#### INSTRUCTIONS FOR THE TASK:
The records that follow must be reproduced in full, with every picture excluded.
MATERIAL SHOWN: Begin
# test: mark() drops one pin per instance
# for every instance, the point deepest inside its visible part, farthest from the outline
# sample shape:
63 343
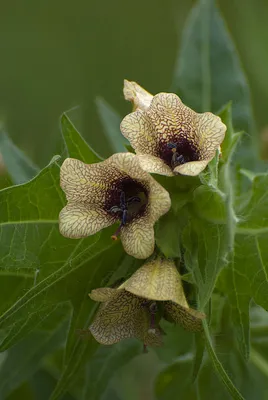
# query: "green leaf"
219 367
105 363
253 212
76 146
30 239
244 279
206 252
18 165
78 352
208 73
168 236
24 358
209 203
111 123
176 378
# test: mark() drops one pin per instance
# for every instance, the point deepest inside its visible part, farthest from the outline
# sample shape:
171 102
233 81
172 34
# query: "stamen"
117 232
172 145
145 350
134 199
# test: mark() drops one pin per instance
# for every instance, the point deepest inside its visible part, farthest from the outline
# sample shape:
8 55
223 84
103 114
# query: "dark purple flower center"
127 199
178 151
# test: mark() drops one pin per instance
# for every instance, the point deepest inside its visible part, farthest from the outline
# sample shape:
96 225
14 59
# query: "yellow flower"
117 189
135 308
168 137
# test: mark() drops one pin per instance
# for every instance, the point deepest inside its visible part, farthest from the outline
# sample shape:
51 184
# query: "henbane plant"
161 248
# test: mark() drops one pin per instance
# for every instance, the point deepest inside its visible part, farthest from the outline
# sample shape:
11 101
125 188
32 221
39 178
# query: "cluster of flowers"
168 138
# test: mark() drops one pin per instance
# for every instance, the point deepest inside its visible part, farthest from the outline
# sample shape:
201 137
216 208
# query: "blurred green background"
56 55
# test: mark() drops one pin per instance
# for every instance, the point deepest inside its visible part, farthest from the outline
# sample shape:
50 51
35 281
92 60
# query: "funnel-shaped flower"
MATERIAL SHOWN: End
#### RESPONSE:
# test: mark() drops one pin per instance
# for every instance, the point deepest inside its visible part, farthest from the outline
# sample shape:
63 343
# query: "green leaf"
219 367
105 363
253 212
76 146
30 239
244 279
206 252
18 165
78 352
208 73
168 236
24 358
209 203
111 123
176 378
# test: mark() drops one pin per instance
# for every instance, the point deepest inside its visible part, farthest from the outline
# sample shape:
171 102
233 81
172 34
# query: "stamen"
117 232
172 145
145 350
134 199
# test: mark() drops one pin per instance
# for every instance, the point deepest inside its visible part, farthest from the outline
# sample shape:
8 55
223 84
103 114
# query: "dark purple flower center"
127 199
178 151
# test: mark() drops one pin per instance
# for every instance, the point deepest inside its visible part, farthest from the outline
# sample shape:
96 225
14 59
# query: "yellow flower"
117 189
135 308
168 137
# test: mark() drops one pin per instance
# for every instance, the point deepest inside its visible part, farthest from the outline
# sample shape:
51 184
# query: "henbane plant"
161 248
# test: mark() drops one pin per instance
# for every instance, the point deepest inside its visible part, farthest from the outline
# sample shape:
11 101
125 188
32 221
39 178
# query: "cluster of flowers"
168 138
# test: mark() drops one pin per instance
# for every instance, the point deepest inside its visible part, farthest from the outline
# sample shape:
201 137
216 208
# query: "blurred green background"
56 55
# test: mark() drops one pin per instance
# for every instance, the point deepest inside its visible part, farthest from the outline
# sample shape:
50 51
35 281
92 60
# query: "funnel-shaped flower"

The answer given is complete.